## begin
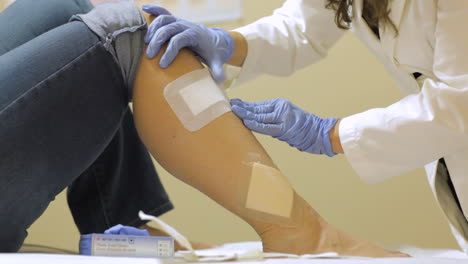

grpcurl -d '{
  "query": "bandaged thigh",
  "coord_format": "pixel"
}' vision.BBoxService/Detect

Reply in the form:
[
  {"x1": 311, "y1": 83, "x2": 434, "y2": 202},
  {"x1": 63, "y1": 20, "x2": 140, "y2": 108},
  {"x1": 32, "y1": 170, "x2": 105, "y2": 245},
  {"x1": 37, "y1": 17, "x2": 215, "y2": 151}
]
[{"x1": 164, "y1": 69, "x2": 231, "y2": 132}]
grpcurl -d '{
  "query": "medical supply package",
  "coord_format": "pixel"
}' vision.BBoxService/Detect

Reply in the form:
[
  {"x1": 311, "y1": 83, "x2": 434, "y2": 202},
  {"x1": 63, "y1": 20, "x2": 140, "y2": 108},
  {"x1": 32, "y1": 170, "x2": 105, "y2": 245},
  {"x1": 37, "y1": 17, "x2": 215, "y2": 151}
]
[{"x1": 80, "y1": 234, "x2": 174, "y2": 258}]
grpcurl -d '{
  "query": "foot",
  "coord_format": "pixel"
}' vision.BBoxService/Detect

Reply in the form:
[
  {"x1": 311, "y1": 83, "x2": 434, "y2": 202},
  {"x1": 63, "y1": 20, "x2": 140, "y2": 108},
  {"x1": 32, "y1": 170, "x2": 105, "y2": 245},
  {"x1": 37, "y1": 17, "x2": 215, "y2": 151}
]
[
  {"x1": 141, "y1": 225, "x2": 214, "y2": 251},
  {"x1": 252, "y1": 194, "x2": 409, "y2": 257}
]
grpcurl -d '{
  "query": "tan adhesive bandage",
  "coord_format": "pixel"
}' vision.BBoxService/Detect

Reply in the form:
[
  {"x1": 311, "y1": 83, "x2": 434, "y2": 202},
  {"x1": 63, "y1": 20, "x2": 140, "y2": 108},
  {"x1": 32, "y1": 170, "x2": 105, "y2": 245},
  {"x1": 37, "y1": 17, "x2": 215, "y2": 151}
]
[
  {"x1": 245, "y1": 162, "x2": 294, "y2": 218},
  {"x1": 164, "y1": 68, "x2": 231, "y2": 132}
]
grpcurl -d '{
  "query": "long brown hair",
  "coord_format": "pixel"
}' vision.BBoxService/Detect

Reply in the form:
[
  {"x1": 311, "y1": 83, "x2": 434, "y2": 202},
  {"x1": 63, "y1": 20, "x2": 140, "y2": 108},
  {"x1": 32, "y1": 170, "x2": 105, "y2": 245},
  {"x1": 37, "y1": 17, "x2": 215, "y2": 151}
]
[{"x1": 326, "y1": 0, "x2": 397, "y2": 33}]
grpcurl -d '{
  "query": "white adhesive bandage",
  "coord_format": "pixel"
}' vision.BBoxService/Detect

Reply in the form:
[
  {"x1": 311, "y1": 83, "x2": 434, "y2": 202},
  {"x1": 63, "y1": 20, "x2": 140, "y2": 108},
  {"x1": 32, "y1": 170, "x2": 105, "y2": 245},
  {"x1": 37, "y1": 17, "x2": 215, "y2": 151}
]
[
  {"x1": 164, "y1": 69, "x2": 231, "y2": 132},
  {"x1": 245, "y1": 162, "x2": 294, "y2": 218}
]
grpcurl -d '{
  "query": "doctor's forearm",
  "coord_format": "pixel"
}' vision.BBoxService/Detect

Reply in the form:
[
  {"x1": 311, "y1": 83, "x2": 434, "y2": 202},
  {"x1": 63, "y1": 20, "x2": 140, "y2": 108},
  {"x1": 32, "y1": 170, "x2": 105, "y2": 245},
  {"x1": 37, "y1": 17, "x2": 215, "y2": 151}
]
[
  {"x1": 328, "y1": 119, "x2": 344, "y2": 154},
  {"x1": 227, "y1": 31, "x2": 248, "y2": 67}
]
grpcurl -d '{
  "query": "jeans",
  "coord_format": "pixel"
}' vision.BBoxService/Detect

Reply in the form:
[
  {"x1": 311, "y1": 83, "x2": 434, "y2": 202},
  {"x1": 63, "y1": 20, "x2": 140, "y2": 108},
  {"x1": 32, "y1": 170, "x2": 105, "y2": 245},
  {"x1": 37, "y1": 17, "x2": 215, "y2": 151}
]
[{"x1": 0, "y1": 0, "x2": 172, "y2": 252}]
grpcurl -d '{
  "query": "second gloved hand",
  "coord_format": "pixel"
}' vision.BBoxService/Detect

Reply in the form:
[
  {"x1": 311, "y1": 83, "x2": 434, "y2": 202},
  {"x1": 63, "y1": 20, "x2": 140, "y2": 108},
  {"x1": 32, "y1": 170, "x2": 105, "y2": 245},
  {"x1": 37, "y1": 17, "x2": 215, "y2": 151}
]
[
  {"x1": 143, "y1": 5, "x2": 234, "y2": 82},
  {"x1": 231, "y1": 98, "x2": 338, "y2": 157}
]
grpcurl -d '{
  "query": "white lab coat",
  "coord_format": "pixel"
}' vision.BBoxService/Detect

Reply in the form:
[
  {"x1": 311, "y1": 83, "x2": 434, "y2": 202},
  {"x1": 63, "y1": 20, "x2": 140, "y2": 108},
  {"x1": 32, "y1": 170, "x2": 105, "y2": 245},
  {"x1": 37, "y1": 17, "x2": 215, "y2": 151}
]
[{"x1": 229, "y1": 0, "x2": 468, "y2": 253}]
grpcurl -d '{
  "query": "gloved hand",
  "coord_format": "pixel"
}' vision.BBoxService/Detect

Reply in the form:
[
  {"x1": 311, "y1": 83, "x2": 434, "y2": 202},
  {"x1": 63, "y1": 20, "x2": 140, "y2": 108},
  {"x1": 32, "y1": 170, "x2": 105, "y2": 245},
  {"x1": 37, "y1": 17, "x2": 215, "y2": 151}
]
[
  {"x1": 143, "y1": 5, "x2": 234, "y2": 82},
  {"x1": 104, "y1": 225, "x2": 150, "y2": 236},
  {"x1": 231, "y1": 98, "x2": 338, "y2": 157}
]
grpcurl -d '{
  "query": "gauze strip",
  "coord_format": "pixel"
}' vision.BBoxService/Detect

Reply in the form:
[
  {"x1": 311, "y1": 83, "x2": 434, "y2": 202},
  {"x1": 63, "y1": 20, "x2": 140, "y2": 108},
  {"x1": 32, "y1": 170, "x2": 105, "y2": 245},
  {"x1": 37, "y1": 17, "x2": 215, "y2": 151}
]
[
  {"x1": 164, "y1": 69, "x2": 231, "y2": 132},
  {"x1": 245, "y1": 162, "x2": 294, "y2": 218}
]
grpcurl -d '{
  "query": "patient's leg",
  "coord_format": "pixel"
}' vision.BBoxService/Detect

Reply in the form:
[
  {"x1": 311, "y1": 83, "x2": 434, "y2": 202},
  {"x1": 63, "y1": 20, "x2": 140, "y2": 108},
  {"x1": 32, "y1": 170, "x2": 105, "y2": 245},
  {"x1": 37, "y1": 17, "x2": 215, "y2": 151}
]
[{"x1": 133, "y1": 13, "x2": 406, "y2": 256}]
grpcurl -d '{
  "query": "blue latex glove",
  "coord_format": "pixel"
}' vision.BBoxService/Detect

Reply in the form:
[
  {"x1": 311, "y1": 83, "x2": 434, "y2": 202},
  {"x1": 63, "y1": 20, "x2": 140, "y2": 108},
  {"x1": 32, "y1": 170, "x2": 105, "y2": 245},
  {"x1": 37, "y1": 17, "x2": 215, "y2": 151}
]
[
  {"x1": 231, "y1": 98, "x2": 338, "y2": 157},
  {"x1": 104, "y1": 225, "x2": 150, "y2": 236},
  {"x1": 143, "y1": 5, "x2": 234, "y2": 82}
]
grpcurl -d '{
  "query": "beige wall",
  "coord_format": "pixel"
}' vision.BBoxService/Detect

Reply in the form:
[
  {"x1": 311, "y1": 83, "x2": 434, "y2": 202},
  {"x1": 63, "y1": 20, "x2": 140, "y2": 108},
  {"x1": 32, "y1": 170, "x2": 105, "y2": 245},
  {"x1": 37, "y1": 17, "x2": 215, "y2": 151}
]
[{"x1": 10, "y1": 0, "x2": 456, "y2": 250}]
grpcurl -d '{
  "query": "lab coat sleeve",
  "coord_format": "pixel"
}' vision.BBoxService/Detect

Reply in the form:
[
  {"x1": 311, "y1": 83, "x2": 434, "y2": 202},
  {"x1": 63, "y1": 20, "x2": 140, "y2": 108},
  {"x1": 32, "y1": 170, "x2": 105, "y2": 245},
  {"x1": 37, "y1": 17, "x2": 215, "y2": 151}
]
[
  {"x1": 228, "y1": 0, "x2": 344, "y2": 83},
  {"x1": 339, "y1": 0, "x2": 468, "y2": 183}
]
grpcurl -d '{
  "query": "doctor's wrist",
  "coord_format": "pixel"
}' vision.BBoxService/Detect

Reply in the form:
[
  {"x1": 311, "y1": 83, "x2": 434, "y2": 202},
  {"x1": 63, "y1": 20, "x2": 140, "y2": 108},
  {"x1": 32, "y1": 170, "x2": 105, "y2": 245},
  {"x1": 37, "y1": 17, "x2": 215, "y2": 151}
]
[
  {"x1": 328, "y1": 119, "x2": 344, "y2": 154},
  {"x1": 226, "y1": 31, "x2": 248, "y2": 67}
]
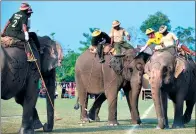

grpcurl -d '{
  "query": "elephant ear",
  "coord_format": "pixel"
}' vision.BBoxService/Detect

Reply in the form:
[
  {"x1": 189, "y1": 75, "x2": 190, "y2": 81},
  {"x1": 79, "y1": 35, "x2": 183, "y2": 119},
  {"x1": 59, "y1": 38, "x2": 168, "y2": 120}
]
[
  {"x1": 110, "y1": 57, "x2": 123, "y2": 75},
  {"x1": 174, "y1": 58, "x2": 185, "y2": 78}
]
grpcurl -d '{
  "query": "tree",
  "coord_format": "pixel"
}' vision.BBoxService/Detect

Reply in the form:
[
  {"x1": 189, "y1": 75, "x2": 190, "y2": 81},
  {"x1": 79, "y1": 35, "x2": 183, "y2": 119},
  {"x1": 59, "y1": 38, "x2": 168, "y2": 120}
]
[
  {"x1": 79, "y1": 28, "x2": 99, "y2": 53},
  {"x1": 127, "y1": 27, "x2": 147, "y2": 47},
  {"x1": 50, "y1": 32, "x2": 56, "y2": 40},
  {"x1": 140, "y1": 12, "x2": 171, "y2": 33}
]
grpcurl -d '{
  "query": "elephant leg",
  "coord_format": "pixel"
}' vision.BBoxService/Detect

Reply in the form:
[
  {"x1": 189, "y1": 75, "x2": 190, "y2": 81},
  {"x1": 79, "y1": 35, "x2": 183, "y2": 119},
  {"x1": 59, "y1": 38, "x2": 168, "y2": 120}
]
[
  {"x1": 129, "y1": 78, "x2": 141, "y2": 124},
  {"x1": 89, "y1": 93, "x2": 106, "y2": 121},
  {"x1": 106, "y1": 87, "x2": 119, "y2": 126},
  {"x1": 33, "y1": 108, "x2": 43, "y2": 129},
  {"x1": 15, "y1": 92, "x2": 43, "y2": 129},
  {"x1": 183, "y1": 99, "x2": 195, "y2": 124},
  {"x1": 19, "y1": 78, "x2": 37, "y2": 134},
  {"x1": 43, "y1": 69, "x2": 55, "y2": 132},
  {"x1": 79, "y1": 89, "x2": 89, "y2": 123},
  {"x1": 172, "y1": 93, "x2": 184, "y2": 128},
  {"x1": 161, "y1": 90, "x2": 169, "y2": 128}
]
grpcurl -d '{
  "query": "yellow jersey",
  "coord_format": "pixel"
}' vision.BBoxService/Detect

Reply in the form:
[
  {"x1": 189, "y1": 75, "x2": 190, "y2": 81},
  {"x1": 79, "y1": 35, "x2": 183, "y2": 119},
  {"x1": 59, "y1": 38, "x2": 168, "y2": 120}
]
## end
*WHAT THE EXERCISE ASKS:*
Please extract each line of the data above that contains the string "white".

*RESULT OF THIS TASK:*
  "query": "white adhesive bandage",
  "query": "white lab coat",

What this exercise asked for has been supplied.